---------- Exercise data

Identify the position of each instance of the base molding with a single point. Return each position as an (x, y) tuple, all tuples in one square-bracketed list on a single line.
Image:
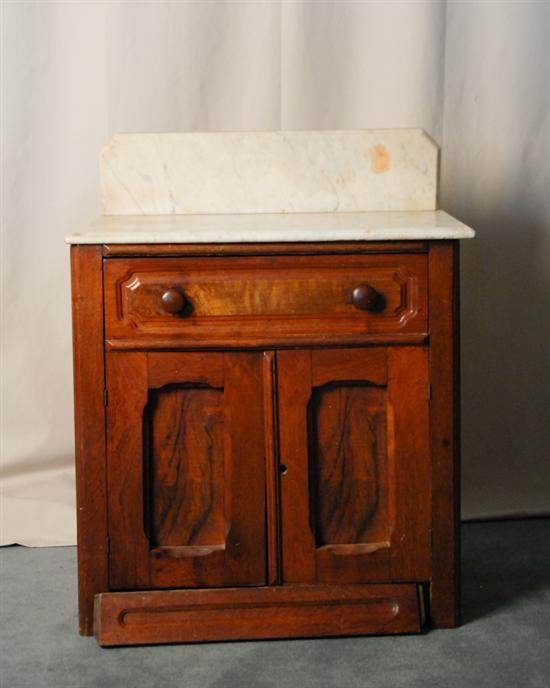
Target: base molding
[(298, 611)]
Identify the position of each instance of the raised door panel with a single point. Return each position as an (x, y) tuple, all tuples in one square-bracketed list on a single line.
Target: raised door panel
[(185, 470), (355, 487)]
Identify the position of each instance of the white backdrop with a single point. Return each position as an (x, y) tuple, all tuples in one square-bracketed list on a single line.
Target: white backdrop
[(475, 75)]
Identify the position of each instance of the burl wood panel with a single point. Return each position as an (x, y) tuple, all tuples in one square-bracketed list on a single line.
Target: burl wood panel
[(272, 612), (349, 464), (186, 466), (263, 300), (354, 436), (89, 413), (185, 446)]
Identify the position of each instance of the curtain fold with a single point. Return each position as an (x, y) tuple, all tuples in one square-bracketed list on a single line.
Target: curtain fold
[(475, 76)]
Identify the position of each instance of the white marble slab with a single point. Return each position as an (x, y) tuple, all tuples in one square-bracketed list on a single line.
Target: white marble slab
[(190, 229), (269, 172)]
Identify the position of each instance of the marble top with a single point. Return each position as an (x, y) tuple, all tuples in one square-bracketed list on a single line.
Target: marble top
[(352, 170), (272, 227)]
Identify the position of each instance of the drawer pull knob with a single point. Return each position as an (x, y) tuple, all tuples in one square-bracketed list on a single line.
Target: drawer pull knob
[(173, 301), (365, 297)]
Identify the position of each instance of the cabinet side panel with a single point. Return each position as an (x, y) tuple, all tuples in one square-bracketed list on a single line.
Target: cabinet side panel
[(444, 419), (89, 383)]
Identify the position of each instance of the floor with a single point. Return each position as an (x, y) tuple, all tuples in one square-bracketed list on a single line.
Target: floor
[(504, 641)]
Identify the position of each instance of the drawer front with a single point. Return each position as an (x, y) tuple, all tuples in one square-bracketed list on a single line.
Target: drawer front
[(264, 300)]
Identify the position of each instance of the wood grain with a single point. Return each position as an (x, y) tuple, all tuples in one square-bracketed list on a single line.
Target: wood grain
[(445, 434), (89, 414), (358, 465), (186, 470), (262, 298), (262, 249), (350, 473), (271, 612), (272, 468)]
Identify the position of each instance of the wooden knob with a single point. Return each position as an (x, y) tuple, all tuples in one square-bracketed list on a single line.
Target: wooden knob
[(365, 297), (173, 301)]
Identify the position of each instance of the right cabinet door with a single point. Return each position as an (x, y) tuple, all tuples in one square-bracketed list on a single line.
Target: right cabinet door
[(355, 486)]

--------------------

Excluding the pictures, reproduce every entry exactly as given.

Expected answer:
Identify the position of each instance of the base molding with a single point. Return each position as an (x, y) tuple, all tuples in one square-bracketed list on a single line.
Image:
Target: base molding
[(298, 611)]
Identify the position of each instance of the raised door panel with a single point. Return each position as an (x, y) tuple, all tuples in one square-bracketed list on a single line.
Target: raised door panel
[(185, 470), (355, 487)]
Identify the position of each instance of the white backdrop with a single point. Return each position as an (x, y) tuple, all tuples in one square-bracketed list on a single line.
Target: white backdrop
[(475, 75)]
Identify the position of each instance of the burl wood panel with a single point. Return each position as an (x, y) tuple, all tuples in one square-bracketed list on a single line.
Target: burl wood panel
[(272, 612), (349, 464), (186, 466), (263, 300), (354, 436), (89, 413), (185, 446)]
Identify the position of each instance of the curtain fold with a single point. Return each position as an (x, y) tuple, all tuples in one square-bracketed list on a single line.
Target: curtain fold
[(475, 76)]
Identify the position of each instance of the white marble slab with a single point. Return each position as an (x, y) tuple, all tuples in one square-bracketed list on a single line.
Target: white marble slab
[(190, 229), (269, 172)]
Identify the position of each instance of the marble top with a single point. Return each position as an (x, y) tuple, all tuples in one square-bracketed list on a single line.
Target: marble top
[(352, 170), (272, 227)]
Identify the position of each instance of the drawer pull knob with a single point. Return each position as an (x, y) tuple, all tuples in one square-bracketed list on a single line.
Target: drawer pull knob
[(173, 301), (365, 297)]
Identify the position of each instance of the cabinet side panel with a single point. Return each position as an (x, y) tuple, all tuples in one square-bracketed list on a single line.
Target: cabinet side panel
[(444, 419), (89, 383)]
Identify the position of each instance of the floor with a single point. Return each position as an (x, y) tuple, all tuples in one square-bracketed list on a single line.
Target: floor
[(504, 641)]
Identify the position of each instance of the drawer front with a single point. Return each position as an (x, y) tuple, all tuples in one square-bracketed list on a single line.
Target: drawer front
[(264, 300)]
Identify the position of each instance of the wood grain with a single point. Return each position as an (x, y) tuple, all tuples in one square-bracketed list on a single line.
Target: wood grain
[(445, 434), (89, 414), (358, 465), (186, 470), (262, 298), (262, 249), (350, 473), (271, 612), (272, 468)]
Identify the position of each instance of the wooden knob with a single point. Return each position as an (x, y) tuple, all tuples in one square-bracketed list on a single line.
Target: wooden knob
[(365, 297), (173, 301)]
Identify the position of each instance of the right cabinet door with a single point. Return each position as an (x, y) tuple, all tuples in one square-bracketed list on a single line.
Target: right cabinet door
[(355, 486)]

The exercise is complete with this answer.